- _THE PROBLEM_: Reproduce the records that follow exactly; any picture among them stays out.

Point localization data
────────────────
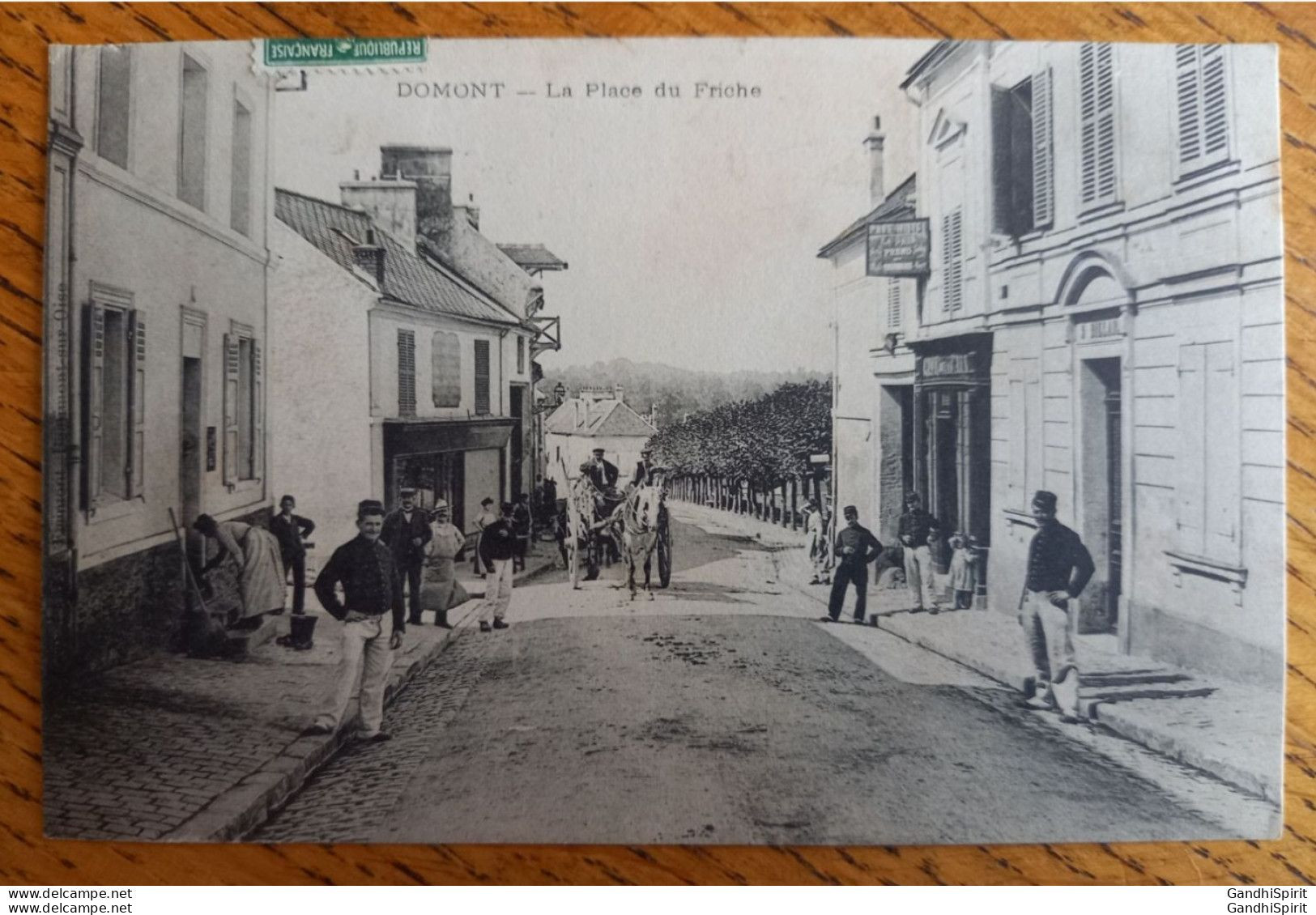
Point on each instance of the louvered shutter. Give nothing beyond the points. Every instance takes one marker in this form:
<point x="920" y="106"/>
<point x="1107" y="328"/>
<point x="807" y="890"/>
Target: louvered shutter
<point x="1044" y="155"/>
<point x="1223" y="458"/>
<point x="1097" y="119"/>
<point x="1189" y="95"/>
<point x="952" y="261"/>
<point x="231" y="410"/>
<point x="95" y="404"/>
<point x="1190" y="470"/>
<point x="257" y="412"/>
<point x="482" y="377"/>
<point x="1215" y="116"/>
<point x="136" y="469"/>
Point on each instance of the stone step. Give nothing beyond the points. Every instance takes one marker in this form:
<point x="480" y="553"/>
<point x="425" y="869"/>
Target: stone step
<point x="240" y="643"/>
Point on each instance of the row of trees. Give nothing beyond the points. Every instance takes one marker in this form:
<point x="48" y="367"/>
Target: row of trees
<point x="764" y="441"/>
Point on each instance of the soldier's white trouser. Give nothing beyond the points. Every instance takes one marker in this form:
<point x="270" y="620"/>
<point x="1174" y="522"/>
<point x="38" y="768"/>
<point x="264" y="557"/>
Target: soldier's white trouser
<point x="498" y="591"/>
<point x="920" y="576"/>
<point x="364" y="652"/>
<point x="1048" y="629"/>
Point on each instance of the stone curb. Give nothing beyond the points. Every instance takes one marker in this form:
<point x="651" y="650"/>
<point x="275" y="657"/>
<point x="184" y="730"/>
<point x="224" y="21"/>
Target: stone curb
<point x="248" y="805"/>
<point x="1120" y="721"/>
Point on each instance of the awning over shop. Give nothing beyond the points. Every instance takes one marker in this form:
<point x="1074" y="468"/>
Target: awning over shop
<point x="404" y="437"/>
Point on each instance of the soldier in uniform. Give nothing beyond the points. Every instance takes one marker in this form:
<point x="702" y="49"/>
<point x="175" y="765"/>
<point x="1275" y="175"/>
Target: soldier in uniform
<point x="372" y="590"/>
<point x="1058" y="569"/>
<point x="406" y="534"/>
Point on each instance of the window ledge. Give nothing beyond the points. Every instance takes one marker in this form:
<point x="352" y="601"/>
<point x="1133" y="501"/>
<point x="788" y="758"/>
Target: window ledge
<point x="109" y="511"/>
<point x="1021" y="517"/>
<point x="1098" y="211"/>
<point x="1208" y="172"/>
<point x="1199" y="565"/>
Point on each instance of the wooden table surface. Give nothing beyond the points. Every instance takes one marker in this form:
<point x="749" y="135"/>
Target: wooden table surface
<point x="27" y="858"/>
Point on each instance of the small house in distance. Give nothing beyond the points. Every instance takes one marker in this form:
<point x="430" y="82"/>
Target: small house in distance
<point x="594" y="418"/>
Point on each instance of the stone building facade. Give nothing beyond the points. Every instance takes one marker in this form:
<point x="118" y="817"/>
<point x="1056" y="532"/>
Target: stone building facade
<point x="155" y="320"/>
<point x="1105" y="319"/>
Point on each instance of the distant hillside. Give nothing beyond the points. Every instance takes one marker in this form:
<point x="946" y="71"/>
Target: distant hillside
<point x="677" y="391"/>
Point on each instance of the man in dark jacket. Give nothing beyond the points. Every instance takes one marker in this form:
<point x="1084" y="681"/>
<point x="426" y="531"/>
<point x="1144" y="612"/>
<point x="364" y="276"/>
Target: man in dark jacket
<point x="1058" y="569"/>
<point x="498" y="551"/>
<point x="854" y="549"/>
<point x="406" y="534"/>
<point x="372" y="590"/>
<point x="291" y="531"/>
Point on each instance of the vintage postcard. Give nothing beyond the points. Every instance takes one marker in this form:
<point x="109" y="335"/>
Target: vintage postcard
<point x="795" y="441"/>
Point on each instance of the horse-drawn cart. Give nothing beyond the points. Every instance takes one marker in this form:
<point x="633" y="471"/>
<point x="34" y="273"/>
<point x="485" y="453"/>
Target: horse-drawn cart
<point x="600" y="526"/>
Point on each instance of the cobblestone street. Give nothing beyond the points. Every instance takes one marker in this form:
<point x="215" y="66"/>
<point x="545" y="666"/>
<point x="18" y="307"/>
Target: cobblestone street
<point x="722" y="714"/>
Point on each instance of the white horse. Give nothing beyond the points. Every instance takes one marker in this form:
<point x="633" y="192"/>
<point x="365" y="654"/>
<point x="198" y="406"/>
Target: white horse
<point x="640" y="534"/>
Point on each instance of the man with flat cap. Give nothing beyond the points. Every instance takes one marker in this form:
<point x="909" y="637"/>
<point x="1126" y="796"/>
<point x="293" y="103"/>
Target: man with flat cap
<point x="373" y="590"/>
<point x="1057" y="572"/>
<point x="406" y="534"/>
<point x="854" y="549"/>
<point x="602" y="471"/>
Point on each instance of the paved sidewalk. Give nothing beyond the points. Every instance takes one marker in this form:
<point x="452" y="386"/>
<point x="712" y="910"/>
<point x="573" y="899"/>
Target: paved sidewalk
<point x="1231" y="731"/>
<point x="187" y="749"/>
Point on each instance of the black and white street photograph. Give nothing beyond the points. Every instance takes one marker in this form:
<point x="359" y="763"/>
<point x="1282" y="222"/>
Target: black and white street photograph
<point x="782" y="441"/>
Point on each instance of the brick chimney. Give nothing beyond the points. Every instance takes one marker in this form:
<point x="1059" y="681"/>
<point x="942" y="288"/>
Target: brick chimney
<point x="431" y="168"/>
<point x="470" y="211"/>
<point x="370" y="257"/>
<point x="874" y="144"/>
<point x="390" y="203"/>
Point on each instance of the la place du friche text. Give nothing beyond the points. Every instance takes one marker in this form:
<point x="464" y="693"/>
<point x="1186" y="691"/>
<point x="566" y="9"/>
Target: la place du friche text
<point x="701" y="90"/>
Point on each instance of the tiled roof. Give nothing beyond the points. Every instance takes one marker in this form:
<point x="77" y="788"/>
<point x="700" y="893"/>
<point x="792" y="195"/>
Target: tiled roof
<point x="533" y="257"/>
<point x="899" y="204"/>
<point x="408" y="278"/>
<point x="604" y="418"/>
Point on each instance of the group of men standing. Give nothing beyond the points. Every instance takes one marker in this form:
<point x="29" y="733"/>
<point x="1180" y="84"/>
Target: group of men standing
<point x="1058" y="568"/>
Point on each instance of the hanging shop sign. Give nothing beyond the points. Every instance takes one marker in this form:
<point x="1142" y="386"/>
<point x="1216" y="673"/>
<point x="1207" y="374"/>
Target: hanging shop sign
<point x="899" y="249"/>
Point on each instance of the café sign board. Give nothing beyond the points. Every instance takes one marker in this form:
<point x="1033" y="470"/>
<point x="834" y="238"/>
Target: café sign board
<point x="901" y="248"/>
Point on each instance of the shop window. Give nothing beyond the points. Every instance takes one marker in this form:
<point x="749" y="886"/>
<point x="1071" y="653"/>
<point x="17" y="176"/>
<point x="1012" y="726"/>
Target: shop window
<point x="244" y="407"/>
<point x="1203" y="117"/>
<point x="1097" y="124"/>
<point x="113" y="94"/>
<point x="1210" y="460"/>
<point x="240" y="195"/>
<point x="952" y="261"/>
<point x="482" y="377"/>
<point x="191" y="164"/>
<point x="406" y="372"/>
<point x="116" y="402"/>
<point x="445" y="369"/>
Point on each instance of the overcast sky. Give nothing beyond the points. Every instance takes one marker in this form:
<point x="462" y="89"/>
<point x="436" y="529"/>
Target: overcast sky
<point x="691" y="225"/>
────────────────
- _SOLUTION TO THIS TASK_:
Point on each instance of the louvered shutter. Give nothing beyond the points. Every instance takes one marker in this form:
<point x="920" y="106"/>
<point x="1107" y="328"/>
<point x="807" y="890"/>
Target: louvered shutter
<point x="1044" y="155"/>
<point x="1223" y="458"/>
<point x="1097" y="119"/>
<point x="1189" y="95"/>
<point x="952" y="261"/>
<point x="231" y="410"/>
<point x="95" y="404"/>
<point x="1190" y="470"/>
<point x="257" y="412"/>
<point x="482" y="377"/>
<point x="1215" y="116"/>
<point x="136" y="469"/>
Point on each instance of the stone step. Give nothing beyond the points. Every instance takes one marker in this form:
<point x="480" y="553"/>
<point x="425" y="869"/>
Target: stone step
<point x="240" y="643"/>
Point on each instance of the row of trees. Give nothing beyond the points. Every instance takes one marker in this form:
<point x="48" y="367"/>
Target: row of trees
<point x="764" y="441"/>
Point on each instance of the soldier's white trouser. Give nothing beyond the points. Every instance takes one marker in this form:
<point x="270" y="620"/>
<point x="1174" y="522"/>
<point x="38" y="768"/>
<point x="264" y="557"/>
Target: soldier's white trouser
<point x="498" y="591"/>
<point x="920" y="576"/>
<point x="364" y="652"/>
<point x="1048" y="629"/>
Point on each instance of the stone curb. Give nothing beyond the points. Every instance takes one marker in this form:
<point x="651" y="650"/>
<point x="275" y="657"/>
<point x="184" y="730"/>
<point x="224" y="21"/>
Target: stone curb
<point x="248" y="805"/>
<point x="1120" y="721"/>
Point on each instance of the awning over shop. Give nothing beyond the points. Every instance takes one marker in this form:
<point x="1074" y="468"/>
Target: awning over shop
<point x="404" y="437"/>
Point on each instance of the soldier in uniform. Give nothing beyond the points. Every instance takes one marker in this form:
<point x="702" y="49"/>
<point x="175" y="765"/>
<point x="1275" y="175"/>
Target: soldier in uniform
<point x="372" y="590"/>
<point x="1058" y="569"/>
<point x="406" y="534"/>
Point on each instance of the window ledge. Give nothing beyond the points. Every instance takes one marker in this form:
<point x="352" y="601"/>
<point x="1133" y="501"/>
<point x="788" y="758"/>
Target: window ledge
<point x="109" y="511"/>
<point x="1021" y="517"/>
<point x="1098" y="211"/>
<point x="1208" y="172"/>
<point x="1199" y="565"/>
Point on each instance of the wooden table surface. Give nothing beyond the points. Every instance takes one marker in this form:
<point x="749" y="135"/>
Target: wooden table surface
<point x="27" y="858"/>
Point on each instance of the small house in distance. Give nothing beyond the points. Every instance takes one marker in this form:
<point x="430" y="82"/>
Target: small house in distance
<point x="594" y="418"/>
Point on each instance of the stone building facade. Give nothing beyond the points. Every instance takes one marker in this form:
<point x="118" y="817"/>
<point x="1056" y="532"/>
Target: stone building facade
<point x="155" y="320"/>
<point x="1105" y="319"/>
Point on each instance of the distant hillside. Give nothing beyond the points. Every instance takes one marker in this form:
<point x="946" y="71"/>
Target: distant hillside
<point x="677" y="391"/>
Point on each instance of the man in dark jacket. Give nothing beyond the points. Every instance takes one marker in this form:
<point x="1084" y="681"/>
<point x="426" y="531"/>
<point x="1144" y="612"/>
<point x="364" y="276"/>
Target: man in dark jacket
<point x="1058" y="569"/>
<point x="498" y="551"/>
<point x="854" y="549"/>
<point x="406" y="534"/>
<point x="372" y="590"/>
<point x="291" y="531"/>
Point on each instance of the vintage postcard. Give nothing beyond the points. Every instance takes one marker in this form:
<point x="109" y="335"/>
Target: vintage postcard
<point x="795" y="441"/>
Point on each instance of the horse-drawn cart. Give nothing beyond the points. Every instance takes one marker in this form:
<point x="633" y="471"/>
<point x="34" y="273"/>
<point x="485" y="453"/>
Target: horse-drawn cart
<point x="600" y="526"/>
Point on each instance of the cobblestone street. Give nothing beyond the points. Every instance takes one marker in this form:
<point x="215" y="66"/>
<point x="545" y="666"/>
<point x="18" y="307"/>
Target: cobblestone street
<point x="722" y="714"/>
Point on each instance of the white horse. Give nothing beyond the points. Every instance takes one marker in this form:
<point x="633" y="192"/>
<point x="365" y="654"/>
<point x="198" y="406"/>
Target: white horse
<point x="640" y="534"/>
Point on each instance of the man with flat cap. Give nothing beyond the points. Every instance takes one marker in this form:
<point x="909" y="637"/>
<point x="1126" y="796"/>
<point x="293" y="103"/>
Target: man with flat cap
<point x="373" y="590"/>
<point x="1057" y="572"/>
<point x="406" y="534"/>
<point x="854" y="549"/>
<point x="602" y="471"/>
Point on each instance of the paved sidewalk. Give nothing beyond the points. Every instance takes one marker in this form:
<point x="452" y="386"/>
<point x="712" y="910"/>
<point x="573" y="899"/>
Target: paved sidewalk
<point x="1231" y="731"/>
<point x="187" y="749"/>
Point on each instance of the black and white street photograph. Give nothing beyond the points. Every instance takes one marker in this form:
<point x="359" y="763"/>
<point x="1282" y="222"/>
Target: black and white street photograph
<point x="782" y="441"/>
Point on each instance of the brick chimney. Give nothing beyond the points. Every instance takes one marker in this form:
<point x="1059" y="681"/>
<point x="942" y="288"/>
Target: brick chimney
<point x="431" y="168"/>
<point x="470" y="211"/>
<point x="370" y="257"/>
<point x="874" y="144"/>
<point x="390" y="203"/>
Point on each instance of the la place du friche text. Give nothing beyond the points. Every instance takes one marker in this form:
<point x="464" y="693"/>
<point x="1186" y="691"/>
<point x="566" y="9"/>
Target: la place du friche text
<point x="701" y="90"/>
Point on each instance of the tiled roof. Give nothing beyond the points. Every instance takes one marker in this form:
<point x="77" y="788"/>
<point x="700" y="893"/>
<point x="792" y="195"/>
Target: tiled roof
<point x="533" y="257"/>
<point x="899" y="204"/>
<point x="408" y="278"/>
<point x="604" y="418"/>
Point on each instance of the group of men standing. Give nothing beyond the points. Every instance takes one marker in this form:
<point x="29" y="733"/>
<point x="1180" y="84"/>
Target: group of men standing
<point x="1058" y="568"/>
Point on each instance of the hanging shop sign. Give nothing beyond the points. Every instance takes one marker in this form:
<point x="1142" y="386"/>
<point x="1216" y="673"/>
<point x="1207" y="374"/>
Target: hanging shop sign
<point x="899" y="249"/>
Point on each instance of the café sign board. Give nothing beyond the points. Every instance takes one marker in this form:
<point x="1033" y="470"/>
<point x="834" y="238"/>
Target: café sign board
<point x="901" y="248"/>
Point on each instance of the shop window. Give nothing beyond the points. Every instance takes one marker in this form:
<point x="749" y="886"/>
<point x="1071" y="653"/>
<point x="17" y="176"/>
<point x="1012" y="726"/>
Target: shop window
<point x="244" y="407"/>
<point x="1203" y="117"/>
<point x="1097" y="124"/>
<point x="113" y="94"/>
<point x="1210" y="460"/>
<point x="240" y="195"/>
<point x="952" y="261"/>
<point x="482" y="377"/>
<point x="191" y="164"/>
<point x="406" y="372"/>
<point x="116" y="402"/>
<point x="445" y="369"/>
Point on each instance of the overcast sky. Give nothing beyond the points. Every instance takes one marker in this form:
<point x="462" y="89"/>
<point x="436" y="529"/>
Target: overcast sky
<point x="691" y="225"/>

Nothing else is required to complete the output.